> _AVAILABLE DATA_:

☆ ☆ ☆

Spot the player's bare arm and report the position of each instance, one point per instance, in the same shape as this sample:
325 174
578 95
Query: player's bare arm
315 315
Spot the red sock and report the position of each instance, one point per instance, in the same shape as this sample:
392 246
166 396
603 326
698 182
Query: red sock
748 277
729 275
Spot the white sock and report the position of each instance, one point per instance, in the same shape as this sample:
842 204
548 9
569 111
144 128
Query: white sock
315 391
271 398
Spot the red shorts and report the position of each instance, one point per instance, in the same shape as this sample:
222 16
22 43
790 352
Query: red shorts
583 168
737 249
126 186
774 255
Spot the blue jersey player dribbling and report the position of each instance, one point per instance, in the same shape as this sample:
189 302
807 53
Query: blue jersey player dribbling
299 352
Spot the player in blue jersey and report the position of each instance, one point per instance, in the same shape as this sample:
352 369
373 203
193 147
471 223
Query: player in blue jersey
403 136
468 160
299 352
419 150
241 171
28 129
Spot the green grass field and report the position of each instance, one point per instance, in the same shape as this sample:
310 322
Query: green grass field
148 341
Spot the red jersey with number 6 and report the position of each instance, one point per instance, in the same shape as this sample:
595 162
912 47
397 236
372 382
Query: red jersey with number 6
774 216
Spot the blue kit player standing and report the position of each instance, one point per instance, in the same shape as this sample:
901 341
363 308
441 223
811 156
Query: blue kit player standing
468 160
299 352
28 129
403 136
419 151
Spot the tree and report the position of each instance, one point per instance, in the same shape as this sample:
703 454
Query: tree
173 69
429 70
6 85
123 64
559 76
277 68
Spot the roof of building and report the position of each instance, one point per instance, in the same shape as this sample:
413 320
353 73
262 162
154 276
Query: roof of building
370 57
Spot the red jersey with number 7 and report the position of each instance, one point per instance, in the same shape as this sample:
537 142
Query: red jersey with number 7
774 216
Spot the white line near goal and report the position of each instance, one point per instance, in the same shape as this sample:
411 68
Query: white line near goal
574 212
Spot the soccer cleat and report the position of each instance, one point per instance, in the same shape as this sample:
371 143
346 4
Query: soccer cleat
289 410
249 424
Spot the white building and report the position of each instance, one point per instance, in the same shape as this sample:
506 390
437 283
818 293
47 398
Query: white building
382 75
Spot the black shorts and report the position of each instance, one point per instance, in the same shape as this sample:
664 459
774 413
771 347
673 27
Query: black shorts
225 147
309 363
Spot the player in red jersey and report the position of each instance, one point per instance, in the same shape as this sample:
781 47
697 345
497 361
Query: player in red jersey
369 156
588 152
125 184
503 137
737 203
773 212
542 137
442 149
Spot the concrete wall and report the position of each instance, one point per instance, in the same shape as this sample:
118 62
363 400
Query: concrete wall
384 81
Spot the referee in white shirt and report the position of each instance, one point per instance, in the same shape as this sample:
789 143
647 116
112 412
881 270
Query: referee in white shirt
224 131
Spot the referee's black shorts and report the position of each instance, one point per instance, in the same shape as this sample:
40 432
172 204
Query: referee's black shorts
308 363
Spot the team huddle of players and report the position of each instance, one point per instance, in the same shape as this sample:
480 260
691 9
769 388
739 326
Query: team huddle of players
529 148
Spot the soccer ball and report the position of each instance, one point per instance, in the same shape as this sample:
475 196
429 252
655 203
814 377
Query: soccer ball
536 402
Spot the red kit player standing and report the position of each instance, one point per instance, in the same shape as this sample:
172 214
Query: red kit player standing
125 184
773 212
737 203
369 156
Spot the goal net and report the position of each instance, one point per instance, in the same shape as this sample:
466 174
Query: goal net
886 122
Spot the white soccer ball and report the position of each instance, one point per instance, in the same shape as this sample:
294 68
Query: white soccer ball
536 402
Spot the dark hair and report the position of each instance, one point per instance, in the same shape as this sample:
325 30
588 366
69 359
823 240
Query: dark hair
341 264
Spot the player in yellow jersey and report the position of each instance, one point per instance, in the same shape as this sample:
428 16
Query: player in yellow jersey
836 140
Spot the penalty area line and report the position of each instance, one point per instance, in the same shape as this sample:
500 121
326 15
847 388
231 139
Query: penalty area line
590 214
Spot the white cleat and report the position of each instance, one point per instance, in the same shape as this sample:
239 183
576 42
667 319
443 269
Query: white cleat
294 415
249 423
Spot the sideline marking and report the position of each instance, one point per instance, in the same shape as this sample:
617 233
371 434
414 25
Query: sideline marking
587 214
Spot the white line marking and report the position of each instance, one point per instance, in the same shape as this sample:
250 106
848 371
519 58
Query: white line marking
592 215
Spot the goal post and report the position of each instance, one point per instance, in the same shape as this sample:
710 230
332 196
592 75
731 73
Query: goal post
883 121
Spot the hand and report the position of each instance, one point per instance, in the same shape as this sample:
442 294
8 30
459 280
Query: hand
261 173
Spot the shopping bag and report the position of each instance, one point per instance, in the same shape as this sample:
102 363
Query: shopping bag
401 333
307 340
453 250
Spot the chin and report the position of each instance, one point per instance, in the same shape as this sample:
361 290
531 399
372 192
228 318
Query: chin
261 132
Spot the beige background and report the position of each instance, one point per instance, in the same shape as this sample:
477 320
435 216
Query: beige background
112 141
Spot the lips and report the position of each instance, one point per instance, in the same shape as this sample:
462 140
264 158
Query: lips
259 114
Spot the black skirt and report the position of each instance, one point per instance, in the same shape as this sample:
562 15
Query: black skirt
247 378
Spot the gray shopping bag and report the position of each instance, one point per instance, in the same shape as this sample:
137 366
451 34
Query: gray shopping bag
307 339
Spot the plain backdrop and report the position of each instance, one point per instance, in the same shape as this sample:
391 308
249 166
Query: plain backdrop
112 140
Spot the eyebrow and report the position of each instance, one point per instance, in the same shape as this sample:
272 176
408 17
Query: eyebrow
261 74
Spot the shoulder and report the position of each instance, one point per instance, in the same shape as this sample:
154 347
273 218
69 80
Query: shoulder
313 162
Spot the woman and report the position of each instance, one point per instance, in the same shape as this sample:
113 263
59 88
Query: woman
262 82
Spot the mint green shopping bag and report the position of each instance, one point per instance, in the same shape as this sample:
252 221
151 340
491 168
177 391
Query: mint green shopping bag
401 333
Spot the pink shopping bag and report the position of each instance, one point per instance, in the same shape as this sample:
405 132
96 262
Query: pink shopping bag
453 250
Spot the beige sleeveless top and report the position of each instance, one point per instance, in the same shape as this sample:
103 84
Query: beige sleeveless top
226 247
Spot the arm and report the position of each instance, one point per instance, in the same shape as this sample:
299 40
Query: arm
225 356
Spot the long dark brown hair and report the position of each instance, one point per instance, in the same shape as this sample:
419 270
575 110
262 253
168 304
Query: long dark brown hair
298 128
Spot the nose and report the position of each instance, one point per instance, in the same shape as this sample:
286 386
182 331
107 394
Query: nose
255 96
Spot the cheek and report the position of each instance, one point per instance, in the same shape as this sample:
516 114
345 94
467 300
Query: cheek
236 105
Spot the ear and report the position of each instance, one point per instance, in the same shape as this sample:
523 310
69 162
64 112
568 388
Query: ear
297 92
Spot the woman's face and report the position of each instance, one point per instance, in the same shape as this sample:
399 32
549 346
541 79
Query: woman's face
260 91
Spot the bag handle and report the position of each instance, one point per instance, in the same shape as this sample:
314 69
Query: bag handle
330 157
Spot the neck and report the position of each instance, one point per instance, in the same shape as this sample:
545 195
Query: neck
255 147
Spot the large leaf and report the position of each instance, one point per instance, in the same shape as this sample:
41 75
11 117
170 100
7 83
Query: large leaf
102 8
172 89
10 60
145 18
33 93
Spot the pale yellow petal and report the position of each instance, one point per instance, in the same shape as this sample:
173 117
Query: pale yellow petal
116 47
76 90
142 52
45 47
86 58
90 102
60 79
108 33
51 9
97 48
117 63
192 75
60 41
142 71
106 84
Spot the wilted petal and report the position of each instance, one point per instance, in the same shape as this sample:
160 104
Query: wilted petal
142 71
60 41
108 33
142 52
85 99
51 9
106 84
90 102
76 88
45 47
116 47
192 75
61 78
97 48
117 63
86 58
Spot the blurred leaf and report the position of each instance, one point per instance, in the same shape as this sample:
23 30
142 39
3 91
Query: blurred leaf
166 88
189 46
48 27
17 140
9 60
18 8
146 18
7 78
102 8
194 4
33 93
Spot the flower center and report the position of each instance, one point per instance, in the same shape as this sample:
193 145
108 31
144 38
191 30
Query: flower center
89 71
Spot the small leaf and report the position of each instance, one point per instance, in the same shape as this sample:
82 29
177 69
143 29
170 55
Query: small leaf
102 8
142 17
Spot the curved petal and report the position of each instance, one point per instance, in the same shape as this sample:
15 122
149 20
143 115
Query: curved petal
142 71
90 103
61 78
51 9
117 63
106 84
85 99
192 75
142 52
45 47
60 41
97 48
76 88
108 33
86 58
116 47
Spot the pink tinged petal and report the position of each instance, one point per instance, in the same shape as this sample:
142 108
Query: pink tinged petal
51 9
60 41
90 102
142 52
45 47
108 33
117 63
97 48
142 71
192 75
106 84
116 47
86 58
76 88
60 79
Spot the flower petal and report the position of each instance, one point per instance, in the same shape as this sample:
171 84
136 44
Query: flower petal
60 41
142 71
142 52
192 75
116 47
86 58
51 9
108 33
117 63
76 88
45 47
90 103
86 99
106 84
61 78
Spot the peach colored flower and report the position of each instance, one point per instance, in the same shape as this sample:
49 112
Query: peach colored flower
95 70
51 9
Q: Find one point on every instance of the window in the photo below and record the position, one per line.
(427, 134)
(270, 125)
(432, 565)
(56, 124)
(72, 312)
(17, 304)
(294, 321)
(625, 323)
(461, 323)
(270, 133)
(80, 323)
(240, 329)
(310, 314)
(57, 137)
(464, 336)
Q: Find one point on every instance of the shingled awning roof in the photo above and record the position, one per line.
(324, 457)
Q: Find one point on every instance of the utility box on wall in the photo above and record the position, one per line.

☆ ☆ ☆

> _EXERCISE DESCRIPTION_: All lines from the one containing "Query: pink tinged petal" to the end of the records are to be duplicated exactly, and no other lines are to be given.

> _ANSWER TO THIS PROBLEM_:
Query: pink tinged petal
51 9
60 41
90 102
142 52
45 47
108 33
117 63
97 48
142 71
192 75
106 84
116 47
86 58
76 88
60 79
Spot the flower petal and report the position of each instance, one point per instance, in the same shape as this sample:
171 84
136 44
Query: flower petal
60 41
142 71
142 52
192 75
116 47
86 58
51 9
108 33
117 63
76 88
45 47
90 103
86 99
106 84
61 78
Spot the peach colored flower and report the position of each instance, one point per instance, in the same shape as this sample:
49 112
Query: peach colored flower
95 70
51 9
Q: Find one point on every instance of the window in the photo below and record the position, one per line.
(427, 134)
(270, 125)
(432, 565)
(56, 124)
(72, 312)
(17, 304)
(294, 321)
(625, 323)
(461, 323)
(270, 133)
(80, 323)
(240, 329)
(310, 314)
(57, 137)
(464, 336)
Q: Find one point on every instance of the shingled awning roof in the photo above and record the position, one per line.
(324, 457)
Q: Find one point on every instance of the utility box on wall in the photo above and record the position, one per line.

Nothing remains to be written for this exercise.